**What you are asked to do**
According to the blog posts below, which browsers does YouTube Name Mashup require?

Another Word For It Patrick Durusau on Topic Maps and Semantic Diversity

January 21, 2011

Feldspar: A System for Finding Information by Association

Filed under: Associations,Query Language,TMQL,Visual Query Language — Patrick Durusau @ 5:28 pm

Feldspar: A System for Finding Information by Association

…use non-specific requirements to find specific things.

Uses associations to build queries.

Associations developed by Google Desktop.

Very cool!

January 7, 2011

Association Game

Filed under: Associations,Humor — Patrick Durusau @ 7:16 pm

Actually it is called YouTube Name Mashup.

Enter a first and last name and it selects random YouTube videos.

It requires Chrome or Safari. (Seriously, even Mozilla dies.)

The association part?

Do this at a party, with or without topic mappers.

Divide into two teams. Each team has a turn at suggesting a first and last name for submission.

Teams have until the videos stop to write down a relationship (association to you topic map readers) with the roles in the relationship, between any subject in one video with any subject in the other video.

The best relationship is determined by applause from those attending the party.

Five rounds maximum.

Remember, the point of this exercise is to have fun and practice some imaginative thinking.

December 30, 2010

Neo4J 1.2 – Released!

Filed under: Associations,Neo4j,NoSQL — Patrick Durusau @ 7:13 pm

Neo4J 1.2 Released!

New features:

  • The Neo4j Server

    The Neo4j standalone server builds upon the RESTful API that was pre-released for Neo4j 1.1. The server provides a complete stand alone Neo4j graph database experience, making it easy to access Neo4j from any programming language or platform. Some of you have already provided great client libraries for languages such as Python, Ruby, PHP, the .Net stack and more. Links and further information about client libraries can be found at: http://www.delicious.com/neo4j/drivers

  • Neo4j High Availability

    The High Availability feature of Neo4j provides an easy way to set up a cluster of graph databases. This allows for read scalability and tolerates faults in any of the participating machines. Writes are allowed to any machine, but are synchronized with a slight delay across all of them.

    High Availability in Neo4j is still in quite an early stage of its evolution and thus still have a few limitations. While it provides scalability for read load, write operations are slightly slower. Adding new machines to a cluster still requires some manual work, and very large transactions cannot be transmitted across machines. These limitations will be addressed in the next version of Neo4j.

**Entries shown**
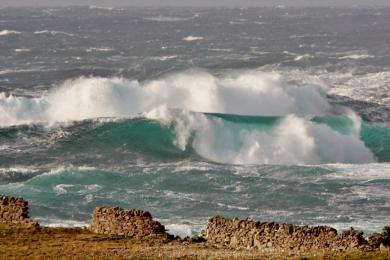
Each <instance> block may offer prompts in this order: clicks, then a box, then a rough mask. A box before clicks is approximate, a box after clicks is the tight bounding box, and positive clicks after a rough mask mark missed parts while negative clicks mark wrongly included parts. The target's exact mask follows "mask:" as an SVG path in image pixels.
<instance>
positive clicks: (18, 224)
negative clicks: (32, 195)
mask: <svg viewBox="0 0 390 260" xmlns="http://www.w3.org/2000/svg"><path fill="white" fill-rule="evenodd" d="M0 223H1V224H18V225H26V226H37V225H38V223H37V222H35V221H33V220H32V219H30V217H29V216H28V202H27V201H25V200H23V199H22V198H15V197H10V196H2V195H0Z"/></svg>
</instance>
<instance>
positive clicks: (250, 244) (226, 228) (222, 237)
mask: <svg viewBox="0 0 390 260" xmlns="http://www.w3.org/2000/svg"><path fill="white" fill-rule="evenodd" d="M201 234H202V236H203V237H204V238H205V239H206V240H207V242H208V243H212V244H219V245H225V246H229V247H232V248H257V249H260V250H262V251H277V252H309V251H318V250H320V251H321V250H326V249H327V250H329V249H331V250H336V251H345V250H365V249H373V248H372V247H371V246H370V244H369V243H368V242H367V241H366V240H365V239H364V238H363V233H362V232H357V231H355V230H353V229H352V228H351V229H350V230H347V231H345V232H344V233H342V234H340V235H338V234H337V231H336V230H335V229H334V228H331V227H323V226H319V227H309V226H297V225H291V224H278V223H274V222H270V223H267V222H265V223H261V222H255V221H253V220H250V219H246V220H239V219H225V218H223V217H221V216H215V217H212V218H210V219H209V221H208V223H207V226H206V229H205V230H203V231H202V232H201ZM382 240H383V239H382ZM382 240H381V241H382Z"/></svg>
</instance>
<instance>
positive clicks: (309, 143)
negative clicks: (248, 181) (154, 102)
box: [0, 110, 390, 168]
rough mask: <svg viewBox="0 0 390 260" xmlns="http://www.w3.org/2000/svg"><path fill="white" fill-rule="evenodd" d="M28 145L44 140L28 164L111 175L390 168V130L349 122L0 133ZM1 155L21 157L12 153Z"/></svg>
==
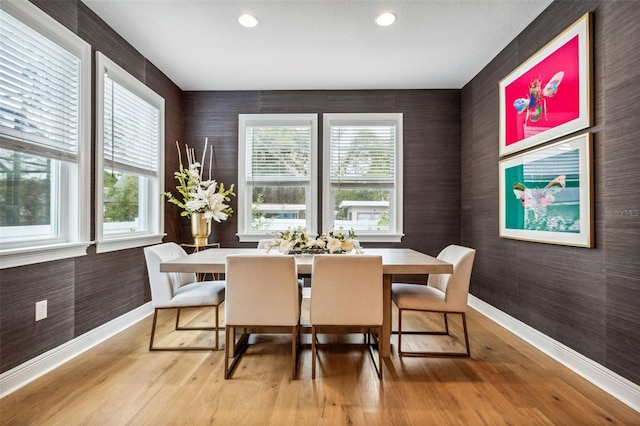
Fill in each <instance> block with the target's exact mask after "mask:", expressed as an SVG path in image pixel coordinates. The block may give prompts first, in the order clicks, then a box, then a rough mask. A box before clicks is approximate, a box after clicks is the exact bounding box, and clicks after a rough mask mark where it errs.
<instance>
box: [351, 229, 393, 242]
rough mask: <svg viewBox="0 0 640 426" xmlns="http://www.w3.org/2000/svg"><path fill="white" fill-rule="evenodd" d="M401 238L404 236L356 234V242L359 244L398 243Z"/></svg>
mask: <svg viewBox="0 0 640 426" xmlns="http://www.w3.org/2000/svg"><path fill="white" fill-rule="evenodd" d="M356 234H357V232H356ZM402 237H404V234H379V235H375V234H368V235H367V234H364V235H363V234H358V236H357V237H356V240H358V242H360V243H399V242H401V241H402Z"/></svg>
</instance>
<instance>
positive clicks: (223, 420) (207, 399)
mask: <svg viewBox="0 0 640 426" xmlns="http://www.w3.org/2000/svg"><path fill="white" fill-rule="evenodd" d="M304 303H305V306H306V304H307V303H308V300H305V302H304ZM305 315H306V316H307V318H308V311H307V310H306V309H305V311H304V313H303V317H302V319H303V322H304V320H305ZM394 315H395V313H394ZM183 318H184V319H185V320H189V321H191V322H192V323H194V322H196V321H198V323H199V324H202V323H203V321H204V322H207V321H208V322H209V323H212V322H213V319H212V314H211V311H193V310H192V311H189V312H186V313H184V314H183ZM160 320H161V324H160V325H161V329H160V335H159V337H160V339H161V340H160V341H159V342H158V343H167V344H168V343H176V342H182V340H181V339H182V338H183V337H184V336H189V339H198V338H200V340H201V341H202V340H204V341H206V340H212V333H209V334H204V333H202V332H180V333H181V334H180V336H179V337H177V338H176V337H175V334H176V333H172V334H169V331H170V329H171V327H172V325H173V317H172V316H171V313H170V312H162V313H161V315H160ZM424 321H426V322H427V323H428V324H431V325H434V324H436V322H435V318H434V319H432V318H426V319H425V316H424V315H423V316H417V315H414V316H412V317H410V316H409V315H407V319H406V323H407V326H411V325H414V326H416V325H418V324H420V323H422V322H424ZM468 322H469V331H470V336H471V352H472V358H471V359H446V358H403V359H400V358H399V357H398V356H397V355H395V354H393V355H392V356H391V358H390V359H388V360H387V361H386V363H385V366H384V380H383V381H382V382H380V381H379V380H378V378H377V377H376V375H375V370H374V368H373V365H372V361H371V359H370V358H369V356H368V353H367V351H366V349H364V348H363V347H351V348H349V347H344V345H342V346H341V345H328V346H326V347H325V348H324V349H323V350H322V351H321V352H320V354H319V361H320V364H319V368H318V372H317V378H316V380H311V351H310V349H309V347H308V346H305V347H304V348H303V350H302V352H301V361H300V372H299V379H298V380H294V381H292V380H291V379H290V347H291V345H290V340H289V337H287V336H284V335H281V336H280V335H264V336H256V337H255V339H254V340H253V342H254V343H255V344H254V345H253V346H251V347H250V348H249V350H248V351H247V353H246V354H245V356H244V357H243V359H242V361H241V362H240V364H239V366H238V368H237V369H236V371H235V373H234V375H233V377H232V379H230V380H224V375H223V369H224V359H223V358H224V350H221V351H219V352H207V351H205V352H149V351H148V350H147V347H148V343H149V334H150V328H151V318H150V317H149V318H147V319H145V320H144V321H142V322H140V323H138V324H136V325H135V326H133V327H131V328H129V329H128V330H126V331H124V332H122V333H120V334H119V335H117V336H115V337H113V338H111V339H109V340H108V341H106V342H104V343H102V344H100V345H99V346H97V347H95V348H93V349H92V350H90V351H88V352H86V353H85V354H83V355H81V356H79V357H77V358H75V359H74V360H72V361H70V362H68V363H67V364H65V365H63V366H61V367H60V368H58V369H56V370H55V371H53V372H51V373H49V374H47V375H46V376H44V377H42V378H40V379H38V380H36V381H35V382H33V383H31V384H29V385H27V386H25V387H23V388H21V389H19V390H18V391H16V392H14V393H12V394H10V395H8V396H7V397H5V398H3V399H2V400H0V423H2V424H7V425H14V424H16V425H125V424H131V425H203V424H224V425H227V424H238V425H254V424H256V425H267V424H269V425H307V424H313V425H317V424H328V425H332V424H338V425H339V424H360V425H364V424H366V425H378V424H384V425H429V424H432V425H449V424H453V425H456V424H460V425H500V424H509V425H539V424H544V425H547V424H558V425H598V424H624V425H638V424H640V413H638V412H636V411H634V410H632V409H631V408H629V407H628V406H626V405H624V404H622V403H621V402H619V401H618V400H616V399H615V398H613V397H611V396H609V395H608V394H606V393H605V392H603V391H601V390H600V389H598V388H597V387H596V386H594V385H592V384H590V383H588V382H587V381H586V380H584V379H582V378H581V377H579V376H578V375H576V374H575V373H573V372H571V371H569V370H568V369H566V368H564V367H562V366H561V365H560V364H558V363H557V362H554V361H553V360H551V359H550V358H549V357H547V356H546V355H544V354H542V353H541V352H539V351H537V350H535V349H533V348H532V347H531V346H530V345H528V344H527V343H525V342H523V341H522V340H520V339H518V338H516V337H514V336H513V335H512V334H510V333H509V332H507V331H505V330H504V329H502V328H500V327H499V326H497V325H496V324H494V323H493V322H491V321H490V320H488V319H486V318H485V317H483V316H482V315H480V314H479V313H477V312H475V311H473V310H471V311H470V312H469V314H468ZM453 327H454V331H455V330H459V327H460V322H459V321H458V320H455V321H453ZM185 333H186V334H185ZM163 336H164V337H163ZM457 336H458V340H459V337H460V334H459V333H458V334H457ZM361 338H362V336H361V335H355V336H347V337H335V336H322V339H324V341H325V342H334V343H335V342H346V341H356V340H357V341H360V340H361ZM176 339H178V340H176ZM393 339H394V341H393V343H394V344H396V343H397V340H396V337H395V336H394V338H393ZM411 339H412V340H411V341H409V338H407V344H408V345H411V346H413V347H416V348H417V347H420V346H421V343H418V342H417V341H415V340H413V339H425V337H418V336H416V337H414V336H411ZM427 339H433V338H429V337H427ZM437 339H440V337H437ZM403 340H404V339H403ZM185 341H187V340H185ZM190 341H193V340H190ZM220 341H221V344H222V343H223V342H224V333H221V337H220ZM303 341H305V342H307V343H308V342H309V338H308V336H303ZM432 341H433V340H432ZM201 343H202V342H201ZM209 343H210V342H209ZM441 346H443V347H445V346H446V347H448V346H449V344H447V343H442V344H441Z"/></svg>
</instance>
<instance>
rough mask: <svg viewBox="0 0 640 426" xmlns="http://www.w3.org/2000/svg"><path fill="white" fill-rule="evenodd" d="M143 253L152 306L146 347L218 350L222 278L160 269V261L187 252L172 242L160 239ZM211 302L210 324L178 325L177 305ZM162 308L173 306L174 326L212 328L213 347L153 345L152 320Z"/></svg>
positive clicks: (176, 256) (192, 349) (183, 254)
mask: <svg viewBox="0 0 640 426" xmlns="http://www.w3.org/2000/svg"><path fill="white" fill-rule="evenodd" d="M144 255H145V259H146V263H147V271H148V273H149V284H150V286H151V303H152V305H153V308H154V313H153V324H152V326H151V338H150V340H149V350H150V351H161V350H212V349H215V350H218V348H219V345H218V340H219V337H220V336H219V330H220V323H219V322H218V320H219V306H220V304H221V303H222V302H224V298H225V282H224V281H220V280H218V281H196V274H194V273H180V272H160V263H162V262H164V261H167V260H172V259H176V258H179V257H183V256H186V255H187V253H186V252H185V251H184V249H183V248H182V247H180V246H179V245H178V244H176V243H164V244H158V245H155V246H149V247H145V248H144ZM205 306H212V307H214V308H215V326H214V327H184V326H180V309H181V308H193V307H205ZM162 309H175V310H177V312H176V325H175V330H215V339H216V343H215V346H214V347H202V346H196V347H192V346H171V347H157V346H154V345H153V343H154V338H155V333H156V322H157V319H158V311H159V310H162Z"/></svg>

**Response to this task**
Chrome or Safari.